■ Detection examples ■
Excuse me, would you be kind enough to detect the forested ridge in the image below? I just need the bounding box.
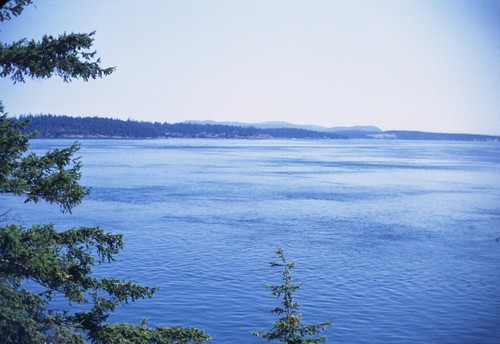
[20,115,500,141]
[20,115,344,139]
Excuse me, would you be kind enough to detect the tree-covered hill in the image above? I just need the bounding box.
[20,115,500,141]
[20,115,343,139]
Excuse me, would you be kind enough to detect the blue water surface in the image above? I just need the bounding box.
[0,139,500,343]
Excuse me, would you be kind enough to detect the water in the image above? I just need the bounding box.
[0,139,500,343]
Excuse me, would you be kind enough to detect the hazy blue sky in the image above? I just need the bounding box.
[0,0,500,135]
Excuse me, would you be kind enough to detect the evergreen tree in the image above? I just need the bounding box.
[253,248,331,344]
[0,0,209,343]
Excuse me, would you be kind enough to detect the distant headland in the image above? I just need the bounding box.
[20,115,500,142]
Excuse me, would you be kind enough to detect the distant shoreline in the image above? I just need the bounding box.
[20,115,500,142]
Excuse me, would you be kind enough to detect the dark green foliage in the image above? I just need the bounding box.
[253,248,331,344]
[0,0,33,22]
[0,32,114,83]
[0,0,115,83]
[0,107,89,211]
[0,225,155,343]
[94,321,210,344]
[0,0,209,344]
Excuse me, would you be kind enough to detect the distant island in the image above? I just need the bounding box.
[19,115,500,141]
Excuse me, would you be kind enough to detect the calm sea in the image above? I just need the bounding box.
[0,139,500,343]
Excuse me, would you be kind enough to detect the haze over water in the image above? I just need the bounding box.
[6,139,500,343]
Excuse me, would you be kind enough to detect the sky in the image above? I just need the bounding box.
[0,0,500,135]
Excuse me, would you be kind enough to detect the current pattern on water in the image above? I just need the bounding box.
[5,139,500,343]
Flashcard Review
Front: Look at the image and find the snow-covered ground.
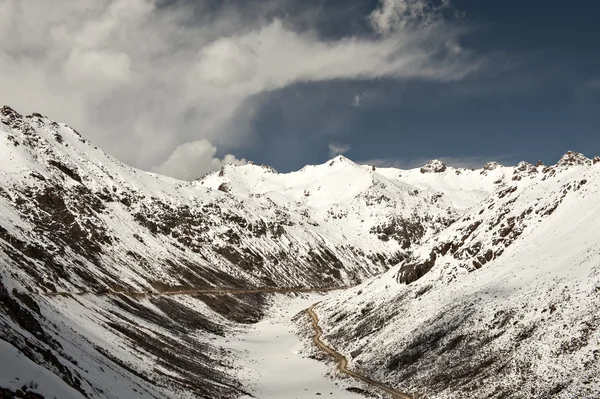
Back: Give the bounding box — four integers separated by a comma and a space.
223, 294, 363, 399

■ Task to complete ■
Lay out every line of the items above as a Markdown table with the columns "Row" and "Line," numbering each row and leaving out blank lines. Omit the pictures from the answer.

■ Response for this exercise ■
| Row | Line |
|---|---|
| 1 | Excuse me, would you be kind enough to detect the forested ridge in the image below? I just need the bounding box. |
| 2 | [20,115,500,141] |
| 3 | [20,115,344,139] |
| 4 | Excuse me, would you be kind enough to detect the tree-covered hill in the image above? I just need the bounding box. |
| 5 | [20,115,500,141] |
| 6 | [20,115,343,139] |
| 7 | Excuse me, would you be kind enough to detect the blue water surface in the image above? I just need the bounding box. |
| 8 | [0,139,500,343] |
| 9 | Excuse me, would you be kind enough to detect the water in the image above? I just need the bounding box. |
| 10 | [0,139,500,343] |
| 11 | Excuse me, would you be kind enough to detect the hazy blue sky in the image above? I just need the bounding box. |
| 12 | [0,0,500,135] |
| 13 | Excuse me, would you be kind enough to detect the evergreen tree in the image above? I just need the bounding box. |
| 14 | [253,248,331,344] |
| 15 | [0,0,209,343] |
| 16 | Excuse me, would you be kind enough to detect the distant headland in the image above? I just need the bounding box. |
| 17 | [20,115,500,142] |
| 18 | Excuse me, would you be kind enough to detect the distant shoreline in the image above? I just need the bounding box. |
| 19 | [20,115,500,142] |
| 20 | Excuse me, would you be kind enough to detect the dark green foliage in the image above? I just need the bounding box. |
| 21 | [253,248,331,344] |
| 22 | [0,0,33,22] |
| 23 | [0,32,114,83] |
| 24 | [0,0,115,83] |
| 25 | [0,107,89,211] |
| 26 | [0,225,155,343] |
| 27 | [94,321,210,344] |
| 28 | [0,0,209,344] |
| 29 | Excuse me, would you be kind enough to detect the distant island in the image above? I just need the bounding box. |
| 30 | [19,115,500,141] |
| 31 | Excuse me, would you be kind enough to detect the calm sea in the image above? I just need the bounding box. |
| 32 | [0,139,500,343] |
| 33 | Excuse me, would you be kind enough to detect the haze over water in the image above? I just need the bounding box. |
| 34 | [6,139,500,343] |
| 35 | Excuse me, would you be kind enough to detect the sky in the image above? I just need the bounding box. |
| 36 | [0,0,500,135] |
| 37 | Excuse me, would you be kind enough to detect the current pattern on water in the image above? I just need the bounding box. |
| 38 | [5,139,500,343] |
| 39 | Flashcard Review |
| 40 | Front: Look at the image and find the snow-covered ground. |
| 41 | Back: Give the bounding box — four integers separated by a comma and a space. |
| 42 | 223, 294, 363, 399 |